=== TASK GOAL ===
In the records below, find the line containing "Mark the race medal, one point per instance.". Restate it and all the lines after it exactly, and omit the rest.
***** DATA RECORDS *****
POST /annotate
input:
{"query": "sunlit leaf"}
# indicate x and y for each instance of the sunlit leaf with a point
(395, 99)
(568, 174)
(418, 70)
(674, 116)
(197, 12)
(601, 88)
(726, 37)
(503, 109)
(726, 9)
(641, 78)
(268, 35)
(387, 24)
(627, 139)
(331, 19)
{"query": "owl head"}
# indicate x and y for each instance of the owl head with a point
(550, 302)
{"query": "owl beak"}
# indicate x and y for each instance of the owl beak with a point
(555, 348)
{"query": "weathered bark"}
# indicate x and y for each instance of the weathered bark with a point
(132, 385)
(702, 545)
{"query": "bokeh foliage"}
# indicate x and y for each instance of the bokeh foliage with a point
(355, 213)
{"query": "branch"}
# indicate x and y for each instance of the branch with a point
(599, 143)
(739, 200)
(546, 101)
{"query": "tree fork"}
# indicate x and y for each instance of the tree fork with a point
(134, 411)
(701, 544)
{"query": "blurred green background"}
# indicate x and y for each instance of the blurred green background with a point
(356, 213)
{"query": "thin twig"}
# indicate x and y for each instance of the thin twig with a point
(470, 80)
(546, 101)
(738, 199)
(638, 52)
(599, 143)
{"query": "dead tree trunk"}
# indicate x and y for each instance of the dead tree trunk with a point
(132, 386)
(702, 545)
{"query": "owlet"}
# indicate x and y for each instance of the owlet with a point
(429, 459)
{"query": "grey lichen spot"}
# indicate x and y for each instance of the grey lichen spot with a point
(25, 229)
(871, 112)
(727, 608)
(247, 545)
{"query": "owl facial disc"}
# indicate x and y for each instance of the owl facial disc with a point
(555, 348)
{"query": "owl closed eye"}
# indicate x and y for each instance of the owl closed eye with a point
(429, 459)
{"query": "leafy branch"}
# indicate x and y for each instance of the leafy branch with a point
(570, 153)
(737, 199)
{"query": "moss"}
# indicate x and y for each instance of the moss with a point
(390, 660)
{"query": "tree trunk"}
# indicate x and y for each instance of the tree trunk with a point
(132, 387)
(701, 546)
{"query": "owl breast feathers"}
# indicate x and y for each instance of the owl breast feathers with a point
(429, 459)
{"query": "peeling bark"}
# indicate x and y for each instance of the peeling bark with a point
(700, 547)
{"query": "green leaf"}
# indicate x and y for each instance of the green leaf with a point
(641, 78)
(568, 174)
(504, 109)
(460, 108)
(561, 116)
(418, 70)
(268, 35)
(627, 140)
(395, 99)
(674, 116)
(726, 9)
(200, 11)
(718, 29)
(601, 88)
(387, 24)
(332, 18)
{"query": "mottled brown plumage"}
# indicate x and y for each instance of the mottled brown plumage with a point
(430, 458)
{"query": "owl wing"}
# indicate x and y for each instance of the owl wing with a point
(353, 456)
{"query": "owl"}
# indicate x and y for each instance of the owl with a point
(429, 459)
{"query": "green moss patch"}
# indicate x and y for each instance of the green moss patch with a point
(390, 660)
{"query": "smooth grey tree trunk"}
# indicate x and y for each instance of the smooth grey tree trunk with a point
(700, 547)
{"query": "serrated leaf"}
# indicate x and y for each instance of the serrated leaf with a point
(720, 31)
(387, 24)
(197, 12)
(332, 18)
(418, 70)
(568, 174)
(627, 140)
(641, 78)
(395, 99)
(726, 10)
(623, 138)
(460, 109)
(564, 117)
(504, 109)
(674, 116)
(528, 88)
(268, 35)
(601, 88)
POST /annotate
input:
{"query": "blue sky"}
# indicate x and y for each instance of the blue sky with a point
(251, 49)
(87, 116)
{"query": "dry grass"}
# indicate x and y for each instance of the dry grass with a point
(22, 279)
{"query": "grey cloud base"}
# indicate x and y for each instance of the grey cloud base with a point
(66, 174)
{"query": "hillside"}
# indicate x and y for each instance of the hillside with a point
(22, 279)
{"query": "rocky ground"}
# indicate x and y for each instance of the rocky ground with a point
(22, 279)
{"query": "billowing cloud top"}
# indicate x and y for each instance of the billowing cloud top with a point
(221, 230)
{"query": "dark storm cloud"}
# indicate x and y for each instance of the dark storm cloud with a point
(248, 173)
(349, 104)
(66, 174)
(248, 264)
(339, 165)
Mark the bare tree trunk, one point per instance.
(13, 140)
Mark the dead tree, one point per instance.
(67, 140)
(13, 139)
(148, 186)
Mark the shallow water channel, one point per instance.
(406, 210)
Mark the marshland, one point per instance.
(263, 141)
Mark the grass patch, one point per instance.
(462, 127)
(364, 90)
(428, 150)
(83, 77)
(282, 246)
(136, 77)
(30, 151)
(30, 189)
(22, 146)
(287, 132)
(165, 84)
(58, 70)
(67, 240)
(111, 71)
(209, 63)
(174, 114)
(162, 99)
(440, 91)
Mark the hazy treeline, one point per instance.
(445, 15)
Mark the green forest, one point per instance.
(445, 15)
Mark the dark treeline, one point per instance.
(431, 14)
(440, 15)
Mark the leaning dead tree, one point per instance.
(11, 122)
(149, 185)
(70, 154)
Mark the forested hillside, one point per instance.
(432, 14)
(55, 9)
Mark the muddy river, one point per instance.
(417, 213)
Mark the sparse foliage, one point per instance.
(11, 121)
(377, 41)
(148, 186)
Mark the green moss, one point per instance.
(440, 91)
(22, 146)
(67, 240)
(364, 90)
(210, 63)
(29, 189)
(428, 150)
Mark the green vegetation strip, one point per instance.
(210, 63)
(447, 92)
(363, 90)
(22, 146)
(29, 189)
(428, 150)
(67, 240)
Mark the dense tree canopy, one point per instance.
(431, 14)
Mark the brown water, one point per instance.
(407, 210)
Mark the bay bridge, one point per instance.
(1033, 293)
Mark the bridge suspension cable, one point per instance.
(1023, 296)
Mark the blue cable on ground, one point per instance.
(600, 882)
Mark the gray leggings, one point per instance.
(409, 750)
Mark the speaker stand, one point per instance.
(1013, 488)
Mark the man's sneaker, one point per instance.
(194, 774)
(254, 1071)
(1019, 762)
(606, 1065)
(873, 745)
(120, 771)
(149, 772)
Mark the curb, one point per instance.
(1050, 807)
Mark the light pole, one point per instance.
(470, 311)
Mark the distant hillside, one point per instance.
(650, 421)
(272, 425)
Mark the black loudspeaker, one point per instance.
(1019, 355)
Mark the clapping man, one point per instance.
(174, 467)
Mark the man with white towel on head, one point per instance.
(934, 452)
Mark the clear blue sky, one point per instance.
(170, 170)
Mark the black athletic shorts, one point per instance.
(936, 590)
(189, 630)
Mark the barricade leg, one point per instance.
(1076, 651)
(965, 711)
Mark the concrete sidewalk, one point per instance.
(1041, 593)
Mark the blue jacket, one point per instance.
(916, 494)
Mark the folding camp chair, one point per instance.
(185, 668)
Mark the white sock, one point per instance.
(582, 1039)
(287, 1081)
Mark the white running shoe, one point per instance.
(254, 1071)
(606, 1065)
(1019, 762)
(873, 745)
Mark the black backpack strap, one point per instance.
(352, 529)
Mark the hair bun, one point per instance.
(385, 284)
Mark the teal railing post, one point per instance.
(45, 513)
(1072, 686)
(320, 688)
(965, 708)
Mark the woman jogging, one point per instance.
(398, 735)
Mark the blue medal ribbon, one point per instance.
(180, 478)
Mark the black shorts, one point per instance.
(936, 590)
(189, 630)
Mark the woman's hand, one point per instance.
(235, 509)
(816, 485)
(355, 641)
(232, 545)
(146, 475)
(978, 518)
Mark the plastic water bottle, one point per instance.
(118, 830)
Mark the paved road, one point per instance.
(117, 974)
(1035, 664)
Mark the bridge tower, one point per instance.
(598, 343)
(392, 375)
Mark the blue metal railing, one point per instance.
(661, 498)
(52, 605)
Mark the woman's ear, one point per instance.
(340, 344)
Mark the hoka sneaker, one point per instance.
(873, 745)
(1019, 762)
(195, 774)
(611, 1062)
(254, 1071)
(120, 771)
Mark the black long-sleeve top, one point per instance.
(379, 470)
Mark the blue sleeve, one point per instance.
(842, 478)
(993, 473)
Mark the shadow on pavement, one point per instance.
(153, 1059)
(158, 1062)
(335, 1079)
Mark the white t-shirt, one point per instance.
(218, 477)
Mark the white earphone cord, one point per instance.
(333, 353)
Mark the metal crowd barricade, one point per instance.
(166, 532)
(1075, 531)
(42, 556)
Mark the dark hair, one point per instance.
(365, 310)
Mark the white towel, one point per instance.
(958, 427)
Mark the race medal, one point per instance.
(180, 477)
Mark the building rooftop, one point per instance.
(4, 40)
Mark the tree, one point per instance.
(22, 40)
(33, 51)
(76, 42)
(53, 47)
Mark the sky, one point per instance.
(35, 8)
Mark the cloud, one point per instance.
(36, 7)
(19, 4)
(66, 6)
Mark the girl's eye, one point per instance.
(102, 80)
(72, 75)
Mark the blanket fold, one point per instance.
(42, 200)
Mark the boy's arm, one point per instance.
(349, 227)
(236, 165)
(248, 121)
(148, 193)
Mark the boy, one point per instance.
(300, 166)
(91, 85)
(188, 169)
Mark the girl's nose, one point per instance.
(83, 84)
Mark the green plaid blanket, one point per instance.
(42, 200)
*****
=== EXERCISE RESPONSE ===
Mark the race medal, one point per instance.
(180, 477)
Mark the building rooftop, one point per instance.
(4, 40)
Mark the tree, one point per instance.
(22, 40)
(33, 51)
(76, 42)
(53, 47)
Mark the sky, one point per instance.
(35, 8)
Mark the cloud, one point per instance.
(36, 7)
(19, 4)
(66, 6)
Mark the girl's eye, one point per instance.
(102, 80)
(72, 75)
Mark the blanket fold, one point per instance.
(42, 200)
Mark the boy's arm, one point per instance.
(349, 227)
(236, 165)
(248, 121)
(148, 193)
Mark the boy, one point per instance.
(300, 166)
(91, 85)
(188, 169)
Mark the girl's nose, one point per instance.
(83, 84)
Mark the green plaid blanket, one point per instance.
(42, 200)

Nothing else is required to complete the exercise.